*** Quoted passage Section Begins ***

Review: A Deathly Silence (DCI Helen Lavery #3)

A cracking good mystery.

A Deathly Silence is book three in a series where I’ve not read books one or two. I rarely do that, because there’s often backstory that either doesn’t make its way into a later book cleanly (i.e., the author does big infodumps) or the later books cannot be read as a standalone (i.e., it’s just a continuation of a cliffhanger in the previous book).

I’m quite happy to say that this can be read as a standalone, and Jane Isaac has a deft hand at including enough information from previous happenings to let us know what went on before and how that shapes the current book.

DCI Helene Lavery, currently on leave to recover from incidents in the previous book, where she was injured and a fellow officer killed, is called back early to work a case. A young woman – and a police officer, at that – is found murdered in an empty factory/warehouse, tortured before a fatal slit of the throat.

Questions abound: why her? Why here? Who had access?

There are a lot of people in this book. If you’re not good at keeping track, it might be helpful to jot a couple of notes here and there. Those include: two boys, playing in the factory, who found the body but didn’t report it. Their mothers – and in the case of one boy, his sister as well, plus their father (who is in prison, and who is named but never appears in the book). A next door neighbor who recently went through cancer treatment and who exchanged a lot of texts with the victim, as well as her husband. The victim’s husband, also a police officer. His ex-girlfriend. The victim’s friend who is possibly more than a friend, and her brother. An ex-con with sadistic, sexually driven tendencies. Plus all the assorted officers in homicide, management, medical examiner and technician, and the crew who monitors the organized crime outfits.

The story is great. There isn’t a lot I can give specifics on, for spoilery reasons, and that’s one of the reasons the story is quite a good read. There is a great combination of action and thinking/conversation, and the clues (bar one that only makes an appearance at the end) are spun out, gathered by the reader as the police work the crime and the associated crimes that arise after it.

The only thing I’d have to nitpick about would be some curious sentence constructions, where a sentence rings a bit oddly because it should have been part of the sentence before it. Instead, it’s a bit of a dangler, completing the thought of the sentence previous to it. But that and the clue at the end are very, very minor things: the former because the thought still comes across, and the latter because we know by that point toward the end (or way earlier, in my case) who the killer is.

Overall: five stars, not a rating I use often.

Now I’m off to get the first two in the series.

*** Quoted passage Section Ends ***
*** Data excerpts Section Begins ***

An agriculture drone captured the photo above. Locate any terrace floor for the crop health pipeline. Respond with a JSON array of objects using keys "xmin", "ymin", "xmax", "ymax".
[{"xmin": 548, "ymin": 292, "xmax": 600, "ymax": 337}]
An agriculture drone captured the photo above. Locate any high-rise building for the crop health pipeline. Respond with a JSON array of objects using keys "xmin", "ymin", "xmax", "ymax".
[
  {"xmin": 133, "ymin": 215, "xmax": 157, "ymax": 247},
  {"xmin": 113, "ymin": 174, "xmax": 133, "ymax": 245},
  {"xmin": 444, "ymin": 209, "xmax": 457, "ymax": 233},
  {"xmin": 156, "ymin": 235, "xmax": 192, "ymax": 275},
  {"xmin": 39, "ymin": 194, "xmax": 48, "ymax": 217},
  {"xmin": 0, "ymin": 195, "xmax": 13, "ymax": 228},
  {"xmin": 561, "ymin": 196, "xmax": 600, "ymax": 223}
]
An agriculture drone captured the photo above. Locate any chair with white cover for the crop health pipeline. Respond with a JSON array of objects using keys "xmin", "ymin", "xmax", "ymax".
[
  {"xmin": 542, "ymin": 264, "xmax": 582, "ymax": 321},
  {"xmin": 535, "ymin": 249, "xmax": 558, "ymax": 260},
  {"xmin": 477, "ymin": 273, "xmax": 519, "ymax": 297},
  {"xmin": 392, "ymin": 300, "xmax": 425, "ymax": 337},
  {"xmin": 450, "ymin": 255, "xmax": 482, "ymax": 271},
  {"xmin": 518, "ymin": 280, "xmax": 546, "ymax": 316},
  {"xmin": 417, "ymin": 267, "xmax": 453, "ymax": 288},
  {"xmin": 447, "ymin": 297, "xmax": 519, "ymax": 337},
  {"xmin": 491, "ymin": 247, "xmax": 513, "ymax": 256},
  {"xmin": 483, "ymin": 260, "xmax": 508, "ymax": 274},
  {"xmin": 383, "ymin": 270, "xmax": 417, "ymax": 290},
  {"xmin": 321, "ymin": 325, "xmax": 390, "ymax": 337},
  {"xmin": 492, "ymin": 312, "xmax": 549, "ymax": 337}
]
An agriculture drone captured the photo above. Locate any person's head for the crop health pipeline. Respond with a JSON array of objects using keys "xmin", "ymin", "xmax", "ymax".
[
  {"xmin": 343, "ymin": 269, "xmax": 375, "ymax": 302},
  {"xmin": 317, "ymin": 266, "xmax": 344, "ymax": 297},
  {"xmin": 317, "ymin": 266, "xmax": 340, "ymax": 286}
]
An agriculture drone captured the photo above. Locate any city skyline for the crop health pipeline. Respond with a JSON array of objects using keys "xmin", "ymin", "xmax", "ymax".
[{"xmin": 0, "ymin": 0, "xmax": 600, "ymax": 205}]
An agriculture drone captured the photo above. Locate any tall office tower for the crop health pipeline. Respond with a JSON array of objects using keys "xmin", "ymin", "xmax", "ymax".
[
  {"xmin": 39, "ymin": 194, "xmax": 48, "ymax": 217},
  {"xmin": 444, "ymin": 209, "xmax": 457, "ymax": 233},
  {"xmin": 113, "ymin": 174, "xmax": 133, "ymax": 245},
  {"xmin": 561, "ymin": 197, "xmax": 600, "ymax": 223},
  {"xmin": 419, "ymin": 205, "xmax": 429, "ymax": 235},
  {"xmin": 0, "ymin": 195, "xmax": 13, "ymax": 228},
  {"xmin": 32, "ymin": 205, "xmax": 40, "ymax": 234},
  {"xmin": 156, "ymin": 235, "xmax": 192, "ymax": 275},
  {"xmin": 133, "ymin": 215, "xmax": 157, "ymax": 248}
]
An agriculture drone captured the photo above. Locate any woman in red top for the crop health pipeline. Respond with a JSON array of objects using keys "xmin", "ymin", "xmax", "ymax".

*** Data excerpts Section Ends ***
*** Data excerpts Section Begins ***

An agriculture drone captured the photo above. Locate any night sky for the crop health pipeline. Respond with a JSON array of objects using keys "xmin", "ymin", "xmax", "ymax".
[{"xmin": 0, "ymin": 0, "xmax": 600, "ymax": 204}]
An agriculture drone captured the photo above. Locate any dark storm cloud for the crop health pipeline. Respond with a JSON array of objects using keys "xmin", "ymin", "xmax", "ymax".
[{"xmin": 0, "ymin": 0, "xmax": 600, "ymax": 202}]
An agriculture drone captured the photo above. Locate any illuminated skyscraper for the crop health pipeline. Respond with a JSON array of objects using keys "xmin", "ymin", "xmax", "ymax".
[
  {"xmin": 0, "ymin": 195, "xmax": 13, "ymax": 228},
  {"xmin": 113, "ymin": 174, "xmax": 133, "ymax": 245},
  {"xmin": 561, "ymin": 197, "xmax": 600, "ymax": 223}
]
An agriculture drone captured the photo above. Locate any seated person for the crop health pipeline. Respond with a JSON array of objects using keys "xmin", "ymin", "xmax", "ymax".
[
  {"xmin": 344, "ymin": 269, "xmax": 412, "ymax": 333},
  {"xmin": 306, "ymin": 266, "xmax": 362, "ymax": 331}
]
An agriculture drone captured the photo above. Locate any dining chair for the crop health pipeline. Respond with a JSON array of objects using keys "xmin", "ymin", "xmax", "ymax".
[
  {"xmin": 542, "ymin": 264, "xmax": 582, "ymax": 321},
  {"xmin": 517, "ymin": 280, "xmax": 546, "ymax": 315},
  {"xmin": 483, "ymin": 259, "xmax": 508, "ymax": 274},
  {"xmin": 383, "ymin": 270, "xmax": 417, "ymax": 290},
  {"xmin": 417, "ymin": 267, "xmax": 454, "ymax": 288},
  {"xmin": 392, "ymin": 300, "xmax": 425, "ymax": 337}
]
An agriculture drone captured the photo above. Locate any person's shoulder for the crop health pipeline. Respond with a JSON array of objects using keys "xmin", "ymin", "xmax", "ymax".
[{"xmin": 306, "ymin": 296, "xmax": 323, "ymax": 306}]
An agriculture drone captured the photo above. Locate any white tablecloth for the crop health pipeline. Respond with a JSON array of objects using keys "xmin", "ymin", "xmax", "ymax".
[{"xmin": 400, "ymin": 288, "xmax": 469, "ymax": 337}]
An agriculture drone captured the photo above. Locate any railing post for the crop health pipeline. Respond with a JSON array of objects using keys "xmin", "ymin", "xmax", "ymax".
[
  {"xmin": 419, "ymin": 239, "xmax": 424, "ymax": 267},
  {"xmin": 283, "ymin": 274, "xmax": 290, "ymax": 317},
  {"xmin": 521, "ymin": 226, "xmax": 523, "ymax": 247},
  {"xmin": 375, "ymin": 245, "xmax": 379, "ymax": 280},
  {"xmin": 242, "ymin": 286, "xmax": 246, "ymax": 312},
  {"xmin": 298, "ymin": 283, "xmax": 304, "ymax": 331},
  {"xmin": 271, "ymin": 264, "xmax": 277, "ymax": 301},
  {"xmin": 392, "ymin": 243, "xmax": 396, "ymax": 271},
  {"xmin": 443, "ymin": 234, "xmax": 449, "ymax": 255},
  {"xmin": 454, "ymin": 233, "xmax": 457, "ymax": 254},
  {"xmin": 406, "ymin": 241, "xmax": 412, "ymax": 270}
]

*** Data excerpts Section Ends ***

Complete the following
A: What overall rating does the review give the book?
B: From the review, return the text starting with "Review: A Deathly" and going on through "the current book.".
The listing is separate material with no connection to the review.

Task results
A: Five stars.

B:
Review: A Deathly Silence (DCI Helen Lavery #3)

A cracking good mystery.

A Deathly Silence is book three in a series where I’ve not read books one or two. I rarely do that, because there’s often backstory that either doesn’t make its way into a later book cleanly (i.e., the author does big infodumps) or the later books cannot be read as a standalone (i.e., it’s just a continuation of a cliffhanger in the previous book).

I’m quite happy to say that this can be read as a standalone, and Jane Isaac has a deft hand at including enough information from previous happenings to let us know what went on before and how that shapes the current book.